This application demonstrate popular image processing algorithms with PCX formate images.

Geometric Operations

  • Rotation

    Compare backward and forward rotation. rotation

  • Zoom

    Zoom-in the image by averaging and zoom-out by subsampling.

Point Processing

Histogram indecates the frequency of brightness value in image.

  • Histogram Equalization

    Producing an image with equally distributed brightness levels over the whole brightness scale. histogram equalization

  • Histogram Specification

    The aim is to produce an image with desired distributed brightness levels over the whole brightness scale, as opposed to uniform distribution.
    histogram specification

  • Otsu Thresholding

    The algorithm assumes the image histogram is bimodal and finds the optimum threshold to separate the two classes. It is capable of separating a foreground from a background.

  • Bit-plane Slicing

    Highlighting the contribution made to the total image appearance by specific bits. The higher-order shows the majority of the visually significant data, and lower-order presents subtle details.
+++
■ **Exercise tasks**:
(A) Using the image processing text, explain in one to three sentences how Otsu thresholding is able to separate a foreground from a background.
(B) Continue the description of the image processing application after its last sentence.
The records aren't needed for any of this.

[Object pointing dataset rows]
+++
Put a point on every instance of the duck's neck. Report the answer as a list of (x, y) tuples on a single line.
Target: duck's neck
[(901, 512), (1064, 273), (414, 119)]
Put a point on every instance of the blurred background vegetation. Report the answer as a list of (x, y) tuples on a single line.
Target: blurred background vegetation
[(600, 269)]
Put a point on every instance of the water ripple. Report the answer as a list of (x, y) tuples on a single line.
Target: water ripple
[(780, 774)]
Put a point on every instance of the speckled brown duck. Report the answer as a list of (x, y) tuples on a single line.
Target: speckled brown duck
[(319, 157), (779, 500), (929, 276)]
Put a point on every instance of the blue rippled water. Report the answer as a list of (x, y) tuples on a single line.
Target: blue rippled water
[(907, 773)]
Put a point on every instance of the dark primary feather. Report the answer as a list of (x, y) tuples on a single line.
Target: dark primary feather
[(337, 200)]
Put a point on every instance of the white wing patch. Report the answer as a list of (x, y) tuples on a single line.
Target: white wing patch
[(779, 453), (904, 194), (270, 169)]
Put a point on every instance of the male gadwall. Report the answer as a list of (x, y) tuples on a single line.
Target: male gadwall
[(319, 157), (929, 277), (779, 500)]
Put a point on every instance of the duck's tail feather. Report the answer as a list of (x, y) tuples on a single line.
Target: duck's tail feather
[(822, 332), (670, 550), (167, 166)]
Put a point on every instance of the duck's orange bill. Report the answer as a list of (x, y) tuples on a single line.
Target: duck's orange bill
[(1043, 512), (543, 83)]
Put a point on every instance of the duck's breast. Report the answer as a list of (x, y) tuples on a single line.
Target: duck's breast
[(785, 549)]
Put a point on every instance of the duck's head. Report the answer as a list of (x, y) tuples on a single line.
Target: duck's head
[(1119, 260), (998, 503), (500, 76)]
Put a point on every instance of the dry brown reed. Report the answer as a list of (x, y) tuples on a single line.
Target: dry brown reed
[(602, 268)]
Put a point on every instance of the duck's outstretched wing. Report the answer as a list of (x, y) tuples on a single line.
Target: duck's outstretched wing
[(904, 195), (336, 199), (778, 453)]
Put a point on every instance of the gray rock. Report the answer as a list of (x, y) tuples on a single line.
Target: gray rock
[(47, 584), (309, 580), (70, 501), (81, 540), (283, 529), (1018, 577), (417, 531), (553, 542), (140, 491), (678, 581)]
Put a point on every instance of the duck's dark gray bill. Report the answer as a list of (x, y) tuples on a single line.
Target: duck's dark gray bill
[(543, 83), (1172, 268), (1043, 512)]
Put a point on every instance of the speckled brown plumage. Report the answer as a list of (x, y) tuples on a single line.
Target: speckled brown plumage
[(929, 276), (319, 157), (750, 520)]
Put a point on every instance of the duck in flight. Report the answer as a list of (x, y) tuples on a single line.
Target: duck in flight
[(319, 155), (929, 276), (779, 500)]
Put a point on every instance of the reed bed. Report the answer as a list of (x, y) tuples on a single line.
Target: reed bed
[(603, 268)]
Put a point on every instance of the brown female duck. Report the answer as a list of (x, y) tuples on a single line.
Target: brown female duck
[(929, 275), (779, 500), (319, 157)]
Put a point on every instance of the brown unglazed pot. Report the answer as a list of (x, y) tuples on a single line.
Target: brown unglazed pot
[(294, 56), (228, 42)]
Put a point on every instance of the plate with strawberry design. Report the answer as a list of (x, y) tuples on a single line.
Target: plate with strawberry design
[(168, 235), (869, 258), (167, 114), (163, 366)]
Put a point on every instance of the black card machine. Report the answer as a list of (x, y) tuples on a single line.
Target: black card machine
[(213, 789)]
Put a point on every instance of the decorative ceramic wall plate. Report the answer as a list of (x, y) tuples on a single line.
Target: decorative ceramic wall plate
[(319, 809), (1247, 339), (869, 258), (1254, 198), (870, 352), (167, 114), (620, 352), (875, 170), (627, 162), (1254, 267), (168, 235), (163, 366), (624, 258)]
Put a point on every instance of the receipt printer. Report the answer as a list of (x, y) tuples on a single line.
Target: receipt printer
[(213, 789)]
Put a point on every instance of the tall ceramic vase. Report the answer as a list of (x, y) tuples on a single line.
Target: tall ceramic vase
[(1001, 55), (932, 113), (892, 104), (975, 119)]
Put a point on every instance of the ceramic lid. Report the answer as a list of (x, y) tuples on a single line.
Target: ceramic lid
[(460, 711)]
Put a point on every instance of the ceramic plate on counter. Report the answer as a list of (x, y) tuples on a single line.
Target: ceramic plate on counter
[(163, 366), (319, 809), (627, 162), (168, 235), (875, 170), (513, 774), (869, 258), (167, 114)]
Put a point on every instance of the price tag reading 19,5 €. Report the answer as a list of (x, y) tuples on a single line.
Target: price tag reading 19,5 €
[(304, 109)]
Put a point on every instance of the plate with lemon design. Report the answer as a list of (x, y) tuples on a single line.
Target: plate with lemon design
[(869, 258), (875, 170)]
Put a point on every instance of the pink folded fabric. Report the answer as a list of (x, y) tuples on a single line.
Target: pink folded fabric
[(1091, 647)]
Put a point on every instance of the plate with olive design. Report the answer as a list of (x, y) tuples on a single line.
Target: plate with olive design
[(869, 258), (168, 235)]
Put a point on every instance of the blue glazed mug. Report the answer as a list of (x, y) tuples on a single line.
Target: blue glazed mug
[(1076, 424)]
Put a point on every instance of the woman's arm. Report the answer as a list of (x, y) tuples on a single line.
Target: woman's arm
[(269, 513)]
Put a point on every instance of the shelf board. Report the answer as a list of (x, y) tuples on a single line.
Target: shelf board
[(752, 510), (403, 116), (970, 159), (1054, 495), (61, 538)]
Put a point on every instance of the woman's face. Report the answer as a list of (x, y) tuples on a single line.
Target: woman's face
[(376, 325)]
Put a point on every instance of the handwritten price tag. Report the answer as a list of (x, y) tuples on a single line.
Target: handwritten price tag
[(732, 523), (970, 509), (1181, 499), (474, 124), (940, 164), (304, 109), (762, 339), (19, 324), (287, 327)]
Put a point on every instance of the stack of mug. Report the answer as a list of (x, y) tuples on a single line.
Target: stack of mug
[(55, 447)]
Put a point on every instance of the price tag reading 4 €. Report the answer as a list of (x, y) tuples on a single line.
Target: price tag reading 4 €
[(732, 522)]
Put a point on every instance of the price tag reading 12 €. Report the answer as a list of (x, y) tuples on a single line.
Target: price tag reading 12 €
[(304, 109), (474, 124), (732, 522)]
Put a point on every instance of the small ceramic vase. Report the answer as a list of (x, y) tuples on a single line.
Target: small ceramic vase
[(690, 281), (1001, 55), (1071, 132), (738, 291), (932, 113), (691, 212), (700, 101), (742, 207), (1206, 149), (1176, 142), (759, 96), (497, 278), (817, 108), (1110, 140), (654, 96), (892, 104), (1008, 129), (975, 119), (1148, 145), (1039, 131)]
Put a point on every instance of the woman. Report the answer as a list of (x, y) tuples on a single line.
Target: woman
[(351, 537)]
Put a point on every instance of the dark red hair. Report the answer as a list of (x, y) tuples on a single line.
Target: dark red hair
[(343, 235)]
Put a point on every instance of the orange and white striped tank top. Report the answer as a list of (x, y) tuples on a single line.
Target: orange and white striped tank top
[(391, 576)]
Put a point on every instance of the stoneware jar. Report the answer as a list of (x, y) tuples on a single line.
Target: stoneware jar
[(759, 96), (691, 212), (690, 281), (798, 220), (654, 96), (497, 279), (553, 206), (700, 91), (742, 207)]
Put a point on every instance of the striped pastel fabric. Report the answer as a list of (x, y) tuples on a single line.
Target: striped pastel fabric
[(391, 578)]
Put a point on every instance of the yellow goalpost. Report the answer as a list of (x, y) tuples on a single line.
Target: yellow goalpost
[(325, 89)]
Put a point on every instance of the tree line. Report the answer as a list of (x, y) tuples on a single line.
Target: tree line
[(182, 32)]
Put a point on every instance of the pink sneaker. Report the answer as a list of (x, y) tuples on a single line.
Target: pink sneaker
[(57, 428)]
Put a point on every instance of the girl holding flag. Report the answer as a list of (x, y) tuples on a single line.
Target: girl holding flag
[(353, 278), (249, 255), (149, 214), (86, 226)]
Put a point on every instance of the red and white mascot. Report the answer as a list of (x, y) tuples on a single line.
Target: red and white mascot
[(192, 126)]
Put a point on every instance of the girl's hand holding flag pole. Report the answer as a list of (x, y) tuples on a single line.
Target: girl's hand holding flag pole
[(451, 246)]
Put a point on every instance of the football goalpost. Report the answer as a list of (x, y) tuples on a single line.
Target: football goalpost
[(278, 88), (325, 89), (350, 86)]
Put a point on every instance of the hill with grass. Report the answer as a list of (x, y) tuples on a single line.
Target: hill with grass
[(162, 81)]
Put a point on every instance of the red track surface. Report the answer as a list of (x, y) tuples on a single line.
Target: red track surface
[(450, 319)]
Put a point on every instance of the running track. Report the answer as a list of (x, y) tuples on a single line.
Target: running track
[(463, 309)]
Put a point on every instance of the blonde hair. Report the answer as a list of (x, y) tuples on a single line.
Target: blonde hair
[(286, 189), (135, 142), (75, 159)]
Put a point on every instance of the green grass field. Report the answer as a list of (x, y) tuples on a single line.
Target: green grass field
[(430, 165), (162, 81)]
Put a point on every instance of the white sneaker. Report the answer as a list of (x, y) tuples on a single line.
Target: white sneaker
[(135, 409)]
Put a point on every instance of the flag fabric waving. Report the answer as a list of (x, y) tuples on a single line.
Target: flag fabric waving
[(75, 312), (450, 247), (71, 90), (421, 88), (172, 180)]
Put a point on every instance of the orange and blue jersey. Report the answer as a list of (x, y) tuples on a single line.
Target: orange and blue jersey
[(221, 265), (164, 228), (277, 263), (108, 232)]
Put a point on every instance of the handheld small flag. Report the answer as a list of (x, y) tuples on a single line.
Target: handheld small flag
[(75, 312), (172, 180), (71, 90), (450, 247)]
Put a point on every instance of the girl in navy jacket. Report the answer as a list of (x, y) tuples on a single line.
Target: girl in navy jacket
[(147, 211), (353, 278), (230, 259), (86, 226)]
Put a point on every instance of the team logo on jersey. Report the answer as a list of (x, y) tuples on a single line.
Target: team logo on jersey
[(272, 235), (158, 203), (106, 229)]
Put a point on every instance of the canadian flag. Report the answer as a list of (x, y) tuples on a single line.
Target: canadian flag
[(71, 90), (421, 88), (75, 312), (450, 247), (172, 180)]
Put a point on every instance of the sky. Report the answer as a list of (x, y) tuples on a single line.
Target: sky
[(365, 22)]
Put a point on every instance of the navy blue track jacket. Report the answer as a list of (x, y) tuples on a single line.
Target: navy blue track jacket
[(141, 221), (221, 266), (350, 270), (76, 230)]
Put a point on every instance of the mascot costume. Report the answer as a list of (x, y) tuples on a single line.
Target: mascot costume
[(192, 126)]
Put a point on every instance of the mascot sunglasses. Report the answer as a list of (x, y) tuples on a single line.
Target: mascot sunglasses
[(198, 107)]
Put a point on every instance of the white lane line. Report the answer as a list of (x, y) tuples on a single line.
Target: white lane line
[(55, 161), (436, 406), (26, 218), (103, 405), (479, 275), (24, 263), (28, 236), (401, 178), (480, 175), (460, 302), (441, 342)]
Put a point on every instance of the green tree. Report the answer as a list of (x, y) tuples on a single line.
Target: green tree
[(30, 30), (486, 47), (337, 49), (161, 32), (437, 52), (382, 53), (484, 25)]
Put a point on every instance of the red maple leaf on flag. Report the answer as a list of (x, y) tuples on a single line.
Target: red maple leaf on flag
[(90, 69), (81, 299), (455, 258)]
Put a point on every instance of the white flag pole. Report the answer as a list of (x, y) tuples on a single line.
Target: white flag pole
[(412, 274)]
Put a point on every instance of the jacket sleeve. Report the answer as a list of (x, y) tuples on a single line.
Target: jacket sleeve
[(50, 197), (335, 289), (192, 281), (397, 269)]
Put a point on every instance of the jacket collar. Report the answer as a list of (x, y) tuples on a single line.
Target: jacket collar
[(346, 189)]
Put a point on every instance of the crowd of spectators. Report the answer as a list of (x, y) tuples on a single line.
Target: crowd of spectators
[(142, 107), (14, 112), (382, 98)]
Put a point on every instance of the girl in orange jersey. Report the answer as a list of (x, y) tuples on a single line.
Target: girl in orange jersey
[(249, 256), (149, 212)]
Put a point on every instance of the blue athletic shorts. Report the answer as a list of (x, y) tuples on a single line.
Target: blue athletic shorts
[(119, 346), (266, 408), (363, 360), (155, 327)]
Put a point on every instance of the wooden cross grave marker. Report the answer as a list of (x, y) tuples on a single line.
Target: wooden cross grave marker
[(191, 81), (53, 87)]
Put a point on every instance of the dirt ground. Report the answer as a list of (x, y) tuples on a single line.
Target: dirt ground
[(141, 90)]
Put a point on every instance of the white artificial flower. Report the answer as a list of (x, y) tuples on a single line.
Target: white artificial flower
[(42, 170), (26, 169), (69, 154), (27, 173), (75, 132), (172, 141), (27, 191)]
+++
■ **Answers for this exercise**:
(A) Otsu thresholding assumes the image histogram is bimodal. It finds the optimum threshold to separate the two classes, which lets it split a foreground from a background.

(B)
Spatial Filtering

The use of spatial masks for image processing usually is called spatial filtering. The mask also called filter, kernel, or window. Note that the values in a mask are called coefficients, not pixels.

Linear spatial filtering often is referred to as convolving a mask with an image. For nonlinear spatial filtering, the filtering operation is based conditionally on the values of the pixels in the neighborhood under consideration, but not explicitly use coefficients in the sum-of-products manner, such as median filtering.

  • Lowpass Filter

    • Average

      A spatial averaging filter in which all coefficients are equal. By the way, averaging is analogous to integration, and sharpening can be accomplished by spatial differentiation. lowpass

    • Median

      A nonlinear spatial filter whose response is based on ordering the pixels in the area to be filtered. It is useful to reconstruct an image corrupted by impulse noise or salt-and-pepper noise.

  • Highpass Filter

    The shape of the impulse response needed to implement a high-pass spatial filter indicates that the filter should have positive coefficients near its center, and negative coefficients in the outer periphery, such as Laplacian operator.

  • Edge Crispening

    Making edges slightly sharper and crisper. This operation is subtracting a blurred version of an image from the image itself.

    edge crispening

  • Gradient Filter

    There are three popular operators:

    • Sobel

    gradient sobel

    • Prewitt

    gradient prewitt

    • Roberts

    gradient roberts

Image Transformation

  • Fractal

    If we consider a set to be fractal, we think of it as having the following properties:

    • The set has detail at every scale and is self-similar.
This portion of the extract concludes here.